__Extrait fourni__.
------------
Des mods avaient cousu des lames de rasoir sous leurs revers de veste
Tout dégénère le lendemain, quand une nuit blanche – la plupart des 3 000 visiteurs ont « dormi » sur la plage -, quelques pilules, des rumeurs de scooters vandalisés et beaucoup d’alcool font monter la tension à bloc. Des bagarres éclatent partout sur la plage et autour du Palace Pier, jetée dévolue aux stands de barbe à papa et aux salles de jeux. Tout devient missile : les poubelles, les chaises longues, les chaînes de vélo.
Prévoyants, des mods avaient cousu des lames de rasoir ou des hameçons sous leurs revers de veste en cas d’empoignade avec des rockeurs. La police est vite débordée, le front se déplace sans répit. Rapidement, les magasins se planquent derrière leurs rideaux de fer ou clouent des planches sur leurs vitrines. Le cinéma Savoy n’a pas le temps : les vitres de l’entrée s’effondrent sous une rafale de galets, munition inépuisable sur cette plage.
------------
Données de pointage de régions
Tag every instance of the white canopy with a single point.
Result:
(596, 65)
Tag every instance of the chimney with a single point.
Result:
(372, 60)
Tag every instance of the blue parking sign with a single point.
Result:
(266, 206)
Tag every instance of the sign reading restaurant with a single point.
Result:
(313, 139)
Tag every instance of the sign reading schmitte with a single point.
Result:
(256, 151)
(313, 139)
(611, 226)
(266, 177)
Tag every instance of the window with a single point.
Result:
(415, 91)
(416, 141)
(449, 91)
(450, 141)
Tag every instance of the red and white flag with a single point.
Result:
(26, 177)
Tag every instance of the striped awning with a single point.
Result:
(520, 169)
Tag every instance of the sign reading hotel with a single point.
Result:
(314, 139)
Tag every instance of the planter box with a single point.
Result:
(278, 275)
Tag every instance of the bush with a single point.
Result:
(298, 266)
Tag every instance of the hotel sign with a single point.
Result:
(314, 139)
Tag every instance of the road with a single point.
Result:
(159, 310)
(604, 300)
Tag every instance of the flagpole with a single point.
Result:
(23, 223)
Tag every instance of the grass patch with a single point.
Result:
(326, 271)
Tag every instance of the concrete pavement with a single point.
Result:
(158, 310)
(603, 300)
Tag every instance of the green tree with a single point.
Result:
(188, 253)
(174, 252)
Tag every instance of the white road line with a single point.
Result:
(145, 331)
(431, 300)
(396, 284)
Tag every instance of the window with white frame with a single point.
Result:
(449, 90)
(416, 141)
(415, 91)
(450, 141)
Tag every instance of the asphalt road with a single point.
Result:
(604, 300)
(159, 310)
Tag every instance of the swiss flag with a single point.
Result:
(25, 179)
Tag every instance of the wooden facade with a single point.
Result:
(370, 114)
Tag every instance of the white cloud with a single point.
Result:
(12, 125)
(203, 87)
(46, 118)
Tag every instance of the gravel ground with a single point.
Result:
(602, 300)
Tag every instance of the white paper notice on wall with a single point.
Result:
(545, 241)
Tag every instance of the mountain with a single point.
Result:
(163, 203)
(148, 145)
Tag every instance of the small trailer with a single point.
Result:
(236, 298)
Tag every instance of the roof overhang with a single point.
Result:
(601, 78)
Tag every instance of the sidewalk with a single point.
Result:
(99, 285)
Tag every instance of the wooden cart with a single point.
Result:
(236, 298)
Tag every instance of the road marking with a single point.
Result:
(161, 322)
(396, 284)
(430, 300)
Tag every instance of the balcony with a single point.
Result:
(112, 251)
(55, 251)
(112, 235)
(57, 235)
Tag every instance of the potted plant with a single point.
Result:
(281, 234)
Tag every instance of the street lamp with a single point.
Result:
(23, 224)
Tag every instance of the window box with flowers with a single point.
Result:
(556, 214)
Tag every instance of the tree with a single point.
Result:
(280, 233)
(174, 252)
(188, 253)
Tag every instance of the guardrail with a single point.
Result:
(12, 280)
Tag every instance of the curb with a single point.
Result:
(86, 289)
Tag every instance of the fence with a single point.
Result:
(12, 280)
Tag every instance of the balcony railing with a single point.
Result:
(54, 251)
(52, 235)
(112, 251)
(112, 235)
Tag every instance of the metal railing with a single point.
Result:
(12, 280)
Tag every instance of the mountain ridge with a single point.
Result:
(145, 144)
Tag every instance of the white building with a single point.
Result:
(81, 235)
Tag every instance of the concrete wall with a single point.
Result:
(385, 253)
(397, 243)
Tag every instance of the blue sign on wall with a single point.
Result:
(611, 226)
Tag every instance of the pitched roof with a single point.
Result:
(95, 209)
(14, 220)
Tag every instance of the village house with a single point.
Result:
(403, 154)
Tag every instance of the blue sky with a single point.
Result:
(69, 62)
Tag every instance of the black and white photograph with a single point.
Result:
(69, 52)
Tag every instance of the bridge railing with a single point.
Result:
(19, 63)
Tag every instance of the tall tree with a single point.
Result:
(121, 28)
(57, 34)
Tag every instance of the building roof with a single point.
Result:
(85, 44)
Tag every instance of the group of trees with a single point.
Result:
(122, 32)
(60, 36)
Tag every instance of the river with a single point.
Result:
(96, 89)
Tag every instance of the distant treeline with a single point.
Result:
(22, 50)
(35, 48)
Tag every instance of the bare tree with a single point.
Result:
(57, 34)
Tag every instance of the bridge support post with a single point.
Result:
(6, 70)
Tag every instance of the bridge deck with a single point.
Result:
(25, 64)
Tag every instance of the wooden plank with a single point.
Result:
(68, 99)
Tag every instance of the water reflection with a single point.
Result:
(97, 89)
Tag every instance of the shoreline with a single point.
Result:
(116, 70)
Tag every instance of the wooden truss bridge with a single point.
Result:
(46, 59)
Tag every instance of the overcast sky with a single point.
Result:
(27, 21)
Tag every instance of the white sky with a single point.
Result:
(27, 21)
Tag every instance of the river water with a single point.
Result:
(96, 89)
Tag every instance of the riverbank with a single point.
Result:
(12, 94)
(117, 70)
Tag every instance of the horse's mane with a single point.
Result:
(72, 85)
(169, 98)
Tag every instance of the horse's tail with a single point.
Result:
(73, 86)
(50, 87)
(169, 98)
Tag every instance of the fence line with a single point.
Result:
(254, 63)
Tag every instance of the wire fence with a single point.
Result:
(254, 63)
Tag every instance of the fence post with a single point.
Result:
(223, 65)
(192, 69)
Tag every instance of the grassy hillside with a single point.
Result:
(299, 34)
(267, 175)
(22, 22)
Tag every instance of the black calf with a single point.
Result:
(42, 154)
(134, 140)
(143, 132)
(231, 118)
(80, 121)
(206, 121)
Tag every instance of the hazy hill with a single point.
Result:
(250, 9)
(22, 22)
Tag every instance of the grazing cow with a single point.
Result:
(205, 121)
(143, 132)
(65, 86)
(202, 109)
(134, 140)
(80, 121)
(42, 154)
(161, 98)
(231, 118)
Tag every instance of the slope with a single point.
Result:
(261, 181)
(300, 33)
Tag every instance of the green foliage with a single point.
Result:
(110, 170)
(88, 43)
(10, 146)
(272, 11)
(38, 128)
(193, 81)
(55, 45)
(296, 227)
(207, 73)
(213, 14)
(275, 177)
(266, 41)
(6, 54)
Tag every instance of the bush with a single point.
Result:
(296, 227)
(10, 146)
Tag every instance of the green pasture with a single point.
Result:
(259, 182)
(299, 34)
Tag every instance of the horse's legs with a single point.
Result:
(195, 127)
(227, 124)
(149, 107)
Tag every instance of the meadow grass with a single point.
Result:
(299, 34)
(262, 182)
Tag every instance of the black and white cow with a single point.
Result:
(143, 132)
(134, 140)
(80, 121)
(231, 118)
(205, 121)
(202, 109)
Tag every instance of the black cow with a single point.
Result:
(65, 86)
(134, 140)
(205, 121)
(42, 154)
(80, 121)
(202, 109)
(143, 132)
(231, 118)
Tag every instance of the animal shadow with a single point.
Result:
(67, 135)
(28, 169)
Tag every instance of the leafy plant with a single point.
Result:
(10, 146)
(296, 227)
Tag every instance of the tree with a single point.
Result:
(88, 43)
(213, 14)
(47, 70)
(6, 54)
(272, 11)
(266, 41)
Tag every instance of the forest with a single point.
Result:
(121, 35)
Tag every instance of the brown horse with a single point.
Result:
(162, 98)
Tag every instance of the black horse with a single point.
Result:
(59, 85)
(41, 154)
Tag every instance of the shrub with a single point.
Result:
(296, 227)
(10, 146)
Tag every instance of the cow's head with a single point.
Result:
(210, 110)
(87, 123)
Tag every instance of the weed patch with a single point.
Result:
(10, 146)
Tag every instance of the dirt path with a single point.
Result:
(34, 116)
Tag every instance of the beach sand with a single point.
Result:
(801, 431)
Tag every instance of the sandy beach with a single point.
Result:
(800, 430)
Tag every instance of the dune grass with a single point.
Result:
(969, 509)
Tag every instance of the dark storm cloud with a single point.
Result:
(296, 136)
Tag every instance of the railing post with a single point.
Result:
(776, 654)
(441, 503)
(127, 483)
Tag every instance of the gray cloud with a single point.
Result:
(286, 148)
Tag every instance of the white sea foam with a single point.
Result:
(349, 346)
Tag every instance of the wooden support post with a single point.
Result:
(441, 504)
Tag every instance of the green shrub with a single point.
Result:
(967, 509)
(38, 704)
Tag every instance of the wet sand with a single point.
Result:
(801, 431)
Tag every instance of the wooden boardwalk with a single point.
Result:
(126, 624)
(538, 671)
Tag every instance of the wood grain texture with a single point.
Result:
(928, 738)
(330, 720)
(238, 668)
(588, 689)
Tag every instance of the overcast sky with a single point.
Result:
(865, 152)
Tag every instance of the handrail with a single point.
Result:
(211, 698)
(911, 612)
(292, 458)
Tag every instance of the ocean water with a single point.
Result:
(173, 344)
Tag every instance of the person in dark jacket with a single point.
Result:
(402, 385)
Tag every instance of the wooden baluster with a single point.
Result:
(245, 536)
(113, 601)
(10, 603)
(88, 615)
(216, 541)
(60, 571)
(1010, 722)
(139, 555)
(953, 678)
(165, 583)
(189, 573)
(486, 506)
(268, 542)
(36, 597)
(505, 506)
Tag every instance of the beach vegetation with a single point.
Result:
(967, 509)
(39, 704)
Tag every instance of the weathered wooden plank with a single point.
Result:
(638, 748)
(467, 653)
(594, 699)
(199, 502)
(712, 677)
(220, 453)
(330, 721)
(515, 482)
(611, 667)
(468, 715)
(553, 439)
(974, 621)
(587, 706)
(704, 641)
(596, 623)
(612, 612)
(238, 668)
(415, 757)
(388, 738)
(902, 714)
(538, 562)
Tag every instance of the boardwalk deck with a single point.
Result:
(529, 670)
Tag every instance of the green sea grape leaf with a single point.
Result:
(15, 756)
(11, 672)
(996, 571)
------------
__Exercice A__.
Répondez à ces questions d'après l'extrait sur les mods et les rockeurs.
(i) Combien de visiteurs l'extrait mentionne-t-il ?
(ii) À quoi le Palace Pier est-il consacré ?
(iii) Qu'est-ce que des mods avaient cousu sous leurs revers de veste ?
__Exercice B__. Dans l'extrait sur les mods et les rockeurs, relevez tout ce qui fait monter la tension à bloc le lendemain.
__Exercice C__. Écrivez la suite de l'extrait sur les mods et les rockeurs, à partir de sa dernière phrase.

__Réponse A__.
(i) L'extrait mentionne 3 000 visiteurs, dont la plupart ont « dormi » sur la plage.
(ii) Le Palace Pier est consacré aux stands de barbe à papa et aux salles de jeux.
(iii) Des mods avaient cousu des lames de rasoir ou des hameçons sous leurs revers de veste.

__Réponse B__.
- une nuit blanche
- quelques pilules
- des rumeurs de scooters vandalisés
- beaucoup d'alcool

__Réponse C__.
Les rockeurs, acculés, continuent de narguer aussi bien la police qui les protège que les mods qui les menacent, au son du célèbre « Up the rockers ! ». Nettement minoritaires, ils seront patiemment massacrés. En fin de journée, la police finit par séparer les deux groupes. Elle escorte vers la gare ceux qui sont venus à Brighton sans scooter ou sans moto : spectacle stupéfiant pour les Brightoniens que cette jeunesse marchant au pas, à la merci des matraques de la police.
En 1979, Quadrophenia mythifiera ce fameux weekend, ainsi qu’un autre film, Brighton Rock (2010), adaptation douteuse du roman de Graham Greene écrit en 1938 et transposé en 1964 pendant ce weekend de rixes. Même s’il en possède les DVD près de sa fausse cheminée, Wayne n’a aucun souvenir de l’organisation militaire des gangs et de l’ampleur de la violence qu’ils décrivent :
« J’étais sur la plage ce week-end-là, il y avait effectivement des milliers de scooters sur le front de mer mais je n’ai pas remarqué le carnage que colporte aujourd’hui la légende. Il y a bien sûr eu des bastons mais la plupart de celles que j’ai vues, c’était des mods entre eux ! On se battait, c’était normal mais ça restait raisonnable, il n’y avait pas d’armes à feu. »
« Ennemi intérieur », « vermine à éradiquer »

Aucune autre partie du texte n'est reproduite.